What you need to do:
Go through the entries and transcribe each one exactly, dropping the pictures.
───── Given records ─────
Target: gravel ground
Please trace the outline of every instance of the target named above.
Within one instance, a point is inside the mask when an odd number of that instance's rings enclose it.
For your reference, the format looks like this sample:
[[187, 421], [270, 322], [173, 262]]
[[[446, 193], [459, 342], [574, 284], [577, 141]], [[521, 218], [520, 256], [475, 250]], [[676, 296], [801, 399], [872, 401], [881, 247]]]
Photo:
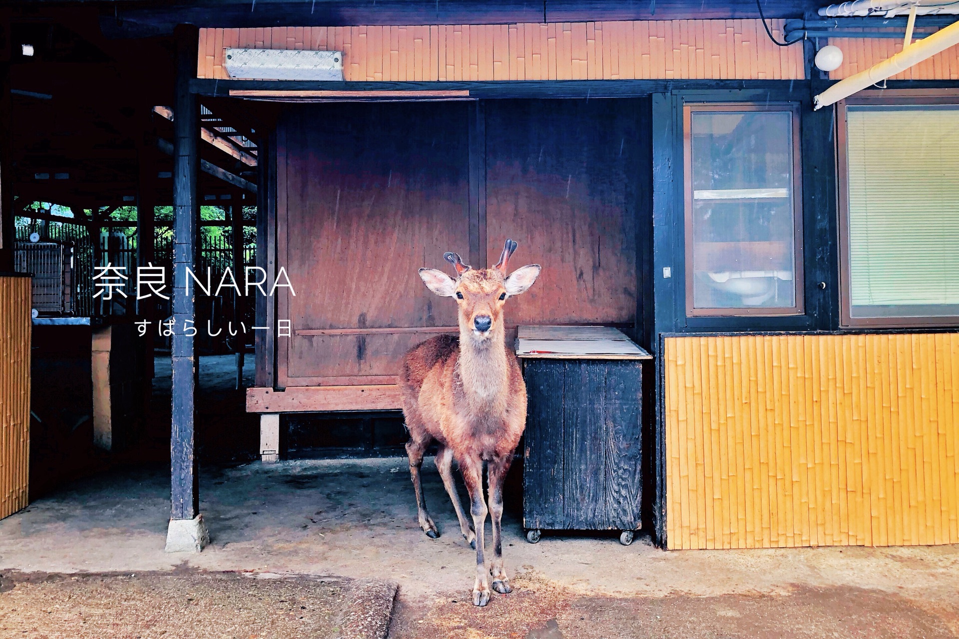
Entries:
[[[396, 586], [316, 576], [178, 570], [8, 572], [0, 590], [4, 637], [380, 639]], [[357, 609], [364, 612], [362, 623]]]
─────
Solution for this exercise:
Target: gravel ground
Please trace the outline of every instance of the target named above.
Within one instance, a point is inside the mask when an odd number of that instance's rings enclose it.
For your reference, the format looks like this sample:
[[187, 421], [270, 322], [173, 262]]
[[[446, 193], [459, 342], [574, 284], [577, 141]], [[521, 218], [520, 256], [475, 250]], [[676, 296], [801, 399], [872, 401], [881, 247]]]
Photo:
Entries:
[[[396, 586], [316, 576], [178, 570], [8, 572], [0, 590], [4, 637], [380, 639]], [[357, 609], [364, 612], [362, 623]]]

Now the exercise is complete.